## Problems to work on
1. Please transcribe the stretch of the Cyclades text from "Wind and Sailing" through "dynamic capital city.".
2. According to the Cyclades text, how many of the islands are inhabited?
3. For each statement, say whether it agrees with the Cyclades text, and quote the words that decide it.
(a) The ideal time to visit the Cyclades Islands is June through mid July.
(b) The Meltemi wind blows from the south.
(c) The Cyclades are made up of 56 islands.

The most famous of the Greek Islands, the Cyclades are composed of 56 islands, only 24 of which are inhabited. It is a magnet for sailors all over the world thanks to its gorgeous sandy beaches, traditional blue and white architecture and warm and hospitable people. The most well known amongst them are Amorgos, Andros, Antiparos, Delos, Ios, Kea, Folegandros, Milos, Mykonos, Naxos, Paros, Santorini, Serifos, Sifnos, Syros and Tinos.

Wind and Sailing Conditions. The ideal time to visit the Cyclades Islands is June through mid July. By the end of July and August however, the ‘Meltemi’ wind that blows from the north, northwest can reach Force 5-6 and even on occasion Force 7-8 so caution is advised.




Located within easy reach of Athens, this charming and understated group of islands has much to offer the visitor including great dining, shopping, charming Greek towns, and the convenience of its proximity to the country's dynamic capital city.

## Information given
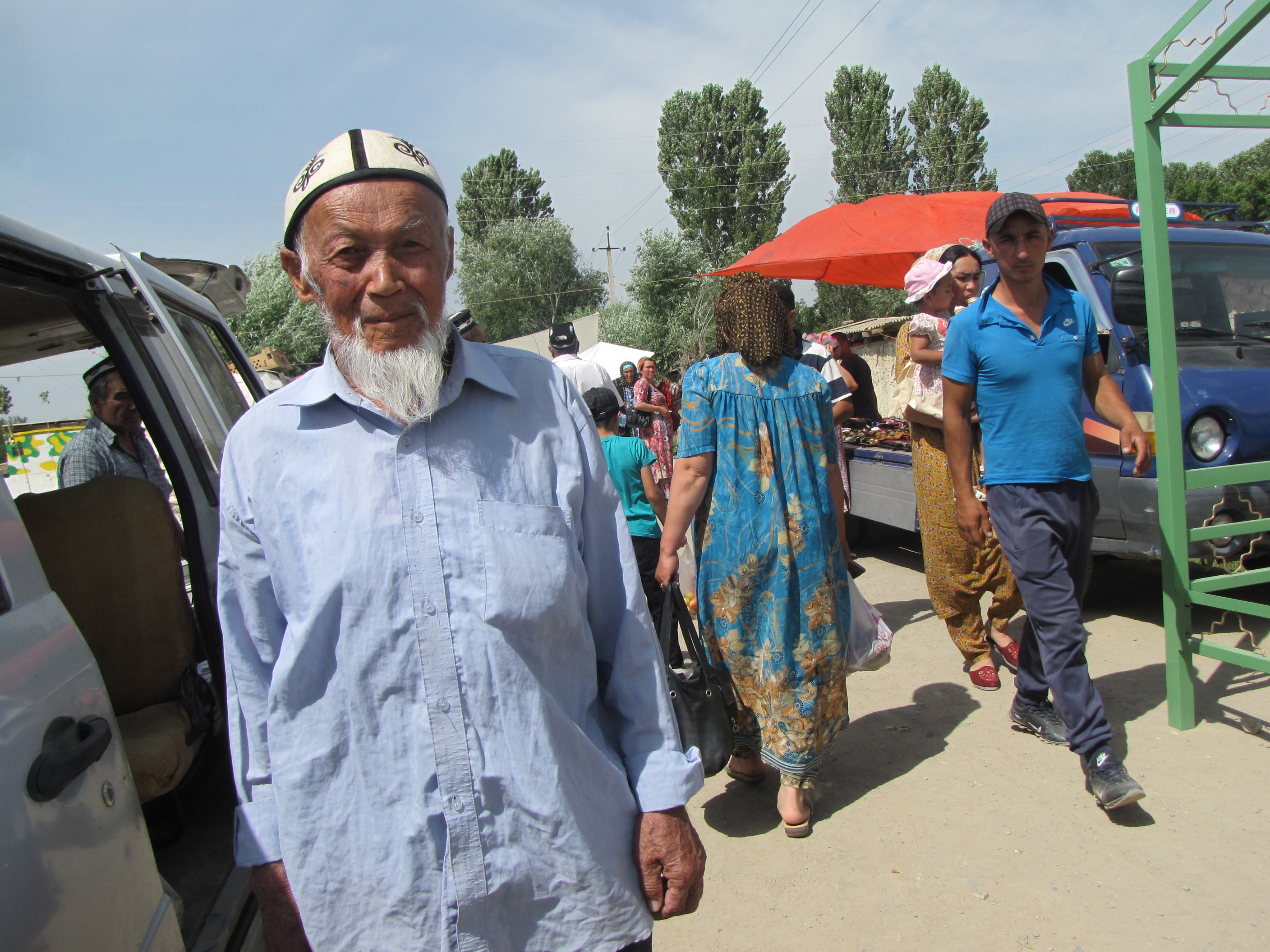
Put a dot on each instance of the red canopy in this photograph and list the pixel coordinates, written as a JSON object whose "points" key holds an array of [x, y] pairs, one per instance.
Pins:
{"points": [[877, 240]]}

---

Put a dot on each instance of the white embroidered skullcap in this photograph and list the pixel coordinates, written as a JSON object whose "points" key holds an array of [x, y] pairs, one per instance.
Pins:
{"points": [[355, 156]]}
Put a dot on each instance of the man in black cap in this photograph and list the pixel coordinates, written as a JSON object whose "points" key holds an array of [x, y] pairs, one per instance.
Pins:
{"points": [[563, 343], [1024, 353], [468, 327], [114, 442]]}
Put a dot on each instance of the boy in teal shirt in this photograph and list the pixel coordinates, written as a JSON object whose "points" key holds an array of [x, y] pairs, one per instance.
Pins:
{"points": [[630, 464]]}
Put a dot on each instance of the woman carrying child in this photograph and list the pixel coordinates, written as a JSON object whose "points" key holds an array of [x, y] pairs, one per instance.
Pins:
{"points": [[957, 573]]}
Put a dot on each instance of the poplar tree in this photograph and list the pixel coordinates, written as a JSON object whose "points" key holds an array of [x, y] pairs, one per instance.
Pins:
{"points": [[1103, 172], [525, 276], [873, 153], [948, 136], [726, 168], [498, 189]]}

## Results
1.
Wind and Sailing Conditions. The ideal time to visit the Cyclades Islands is June through mid July. By the end of July and August however, the ‘Meltemi’ wind that blows from the north, northwest can reach Force 5-6 and even on occasion Force 7-8 so caution is advised.




Located within easy reach of Athens, this charming and understated group of islands has much to offer the visitor including great dining, shopping, charming Greek towns, and the convenience of its proximity to the country's dynamic capital city.

2. 24 of the 56 islands are inhabited.

3.
(a) Yes: "The ideal time to visit the Cyclades Islands is June through mid July."
(b) No: "the ‘Meltemi’ wind that blows from the north, northwest"
(c) Yes: "the Cyclades are composed of 56 islands"